• **EXERCISE BRIEF**
Please pick out each line in the data below that contains the word "building" and copy those lines in full.

• **ENTRIES**
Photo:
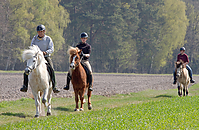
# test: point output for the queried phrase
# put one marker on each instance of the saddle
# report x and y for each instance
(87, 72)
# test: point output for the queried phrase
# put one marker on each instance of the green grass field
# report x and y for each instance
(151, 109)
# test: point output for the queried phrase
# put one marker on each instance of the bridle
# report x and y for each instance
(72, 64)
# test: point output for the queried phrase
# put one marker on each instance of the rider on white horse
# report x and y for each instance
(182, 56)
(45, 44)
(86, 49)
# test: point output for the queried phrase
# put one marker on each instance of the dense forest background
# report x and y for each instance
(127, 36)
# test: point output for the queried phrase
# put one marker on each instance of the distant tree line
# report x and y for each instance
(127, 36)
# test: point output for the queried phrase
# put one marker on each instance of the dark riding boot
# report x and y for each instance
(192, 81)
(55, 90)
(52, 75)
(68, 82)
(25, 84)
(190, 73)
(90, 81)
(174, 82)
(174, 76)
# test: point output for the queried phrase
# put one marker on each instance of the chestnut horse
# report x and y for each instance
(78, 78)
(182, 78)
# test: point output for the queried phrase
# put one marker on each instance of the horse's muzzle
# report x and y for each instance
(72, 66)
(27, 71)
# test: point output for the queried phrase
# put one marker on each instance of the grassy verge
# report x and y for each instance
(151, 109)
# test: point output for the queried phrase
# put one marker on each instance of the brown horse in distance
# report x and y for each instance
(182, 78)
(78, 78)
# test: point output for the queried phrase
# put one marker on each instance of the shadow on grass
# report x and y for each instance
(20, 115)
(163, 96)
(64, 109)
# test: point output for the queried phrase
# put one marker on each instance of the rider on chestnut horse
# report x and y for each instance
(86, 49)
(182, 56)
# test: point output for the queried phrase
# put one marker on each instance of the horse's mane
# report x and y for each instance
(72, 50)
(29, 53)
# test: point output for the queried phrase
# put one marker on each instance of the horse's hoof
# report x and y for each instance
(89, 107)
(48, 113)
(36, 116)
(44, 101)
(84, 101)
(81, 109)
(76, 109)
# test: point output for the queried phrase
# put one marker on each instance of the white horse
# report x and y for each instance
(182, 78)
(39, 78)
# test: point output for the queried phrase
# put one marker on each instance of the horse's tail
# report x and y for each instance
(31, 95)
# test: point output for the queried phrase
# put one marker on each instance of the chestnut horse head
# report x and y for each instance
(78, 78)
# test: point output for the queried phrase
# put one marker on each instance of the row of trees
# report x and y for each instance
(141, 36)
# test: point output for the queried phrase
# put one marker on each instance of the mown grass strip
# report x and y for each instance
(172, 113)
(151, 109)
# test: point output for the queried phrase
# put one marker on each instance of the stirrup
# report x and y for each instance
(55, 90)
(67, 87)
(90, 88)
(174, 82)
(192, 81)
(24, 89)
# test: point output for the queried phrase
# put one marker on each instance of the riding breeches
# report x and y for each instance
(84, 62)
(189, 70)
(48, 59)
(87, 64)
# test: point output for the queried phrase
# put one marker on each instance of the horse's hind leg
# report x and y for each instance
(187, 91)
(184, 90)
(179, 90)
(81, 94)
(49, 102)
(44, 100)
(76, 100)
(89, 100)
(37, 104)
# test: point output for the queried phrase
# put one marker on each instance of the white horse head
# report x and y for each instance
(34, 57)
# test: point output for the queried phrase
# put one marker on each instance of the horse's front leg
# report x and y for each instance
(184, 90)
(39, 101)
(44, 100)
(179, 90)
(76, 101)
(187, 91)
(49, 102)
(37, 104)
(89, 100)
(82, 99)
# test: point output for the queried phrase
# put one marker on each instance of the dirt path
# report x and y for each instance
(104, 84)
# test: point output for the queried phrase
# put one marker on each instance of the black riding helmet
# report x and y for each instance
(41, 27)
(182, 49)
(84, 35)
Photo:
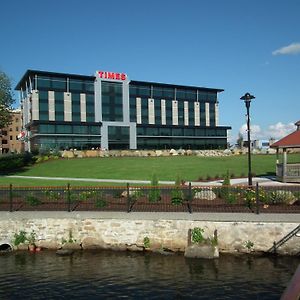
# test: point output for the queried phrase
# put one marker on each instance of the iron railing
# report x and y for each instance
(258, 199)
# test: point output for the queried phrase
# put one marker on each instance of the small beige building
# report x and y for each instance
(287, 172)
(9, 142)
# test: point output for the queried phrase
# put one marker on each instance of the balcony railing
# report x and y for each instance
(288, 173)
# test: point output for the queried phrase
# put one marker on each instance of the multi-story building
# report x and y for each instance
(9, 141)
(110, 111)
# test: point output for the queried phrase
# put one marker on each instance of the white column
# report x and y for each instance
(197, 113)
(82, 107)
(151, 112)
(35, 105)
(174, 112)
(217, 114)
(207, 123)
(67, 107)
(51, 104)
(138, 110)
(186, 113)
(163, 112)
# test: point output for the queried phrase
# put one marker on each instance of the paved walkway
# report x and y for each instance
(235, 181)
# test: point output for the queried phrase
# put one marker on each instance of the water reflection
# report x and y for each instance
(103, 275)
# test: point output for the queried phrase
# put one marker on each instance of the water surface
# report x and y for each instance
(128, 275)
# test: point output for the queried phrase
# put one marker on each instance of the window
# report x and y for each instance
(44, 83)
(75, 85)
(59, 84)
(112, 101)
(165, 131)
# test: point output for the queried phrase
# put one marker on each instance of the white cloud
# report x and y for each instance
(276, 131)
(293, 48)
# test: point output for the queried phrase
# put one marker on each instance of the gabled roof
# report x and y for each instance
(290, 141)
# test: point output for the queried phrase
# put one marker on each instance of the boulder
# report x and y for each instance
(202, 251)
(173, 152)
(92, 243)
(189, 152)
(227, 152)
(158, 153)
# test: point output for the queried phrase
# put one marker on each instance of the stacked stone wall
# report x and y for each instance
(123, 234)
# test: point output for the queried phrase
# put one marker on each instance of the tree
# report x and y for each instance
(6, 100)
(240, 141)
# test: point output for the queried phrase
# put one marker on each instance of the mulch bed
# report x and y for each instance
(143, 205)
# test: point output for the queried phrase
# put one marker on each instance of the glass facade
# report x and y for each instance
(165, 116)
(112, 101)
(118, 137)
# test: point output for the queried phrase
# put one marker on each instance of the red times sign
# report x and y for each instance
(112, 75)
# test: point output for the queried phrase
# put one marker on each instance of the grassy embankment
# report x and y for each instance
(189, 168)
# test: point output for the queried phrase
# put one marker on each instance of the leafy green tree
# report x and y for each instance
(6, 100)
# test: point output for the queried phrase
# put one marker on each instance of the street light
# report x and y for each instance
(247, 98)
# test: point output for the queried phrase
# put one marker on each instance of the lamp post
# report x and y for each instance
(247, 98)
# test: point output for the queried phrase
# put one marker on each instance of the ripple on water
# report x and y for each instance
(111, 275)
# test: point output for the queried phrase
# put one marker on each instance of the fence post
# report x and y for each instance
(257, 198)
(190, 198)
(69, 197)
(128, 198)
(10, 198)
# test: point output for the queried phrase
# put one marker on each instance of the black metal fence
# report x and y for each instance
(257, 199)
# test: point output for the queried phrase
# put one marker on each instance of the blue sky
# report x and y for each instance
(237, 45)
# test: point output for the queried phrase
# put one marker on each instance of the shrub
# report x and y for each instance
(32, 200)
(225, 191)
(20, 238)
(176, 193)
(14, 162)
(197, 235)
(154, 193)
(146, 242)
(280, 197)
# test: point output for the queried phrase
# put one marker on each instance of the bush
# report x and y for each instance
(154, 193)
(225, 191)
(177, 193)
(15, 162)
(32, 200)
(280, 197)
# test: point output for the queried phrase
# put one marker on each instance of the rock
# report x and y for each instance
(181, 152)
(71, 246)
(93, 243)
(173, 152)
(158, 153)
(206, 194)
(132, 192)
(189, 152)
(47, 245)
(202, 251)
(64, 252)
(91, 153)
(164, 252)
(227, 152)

• **WRITTEN SOLUTION**
# put one marker on each instance of the small beige building
# put one marker on each instance of the multi-story building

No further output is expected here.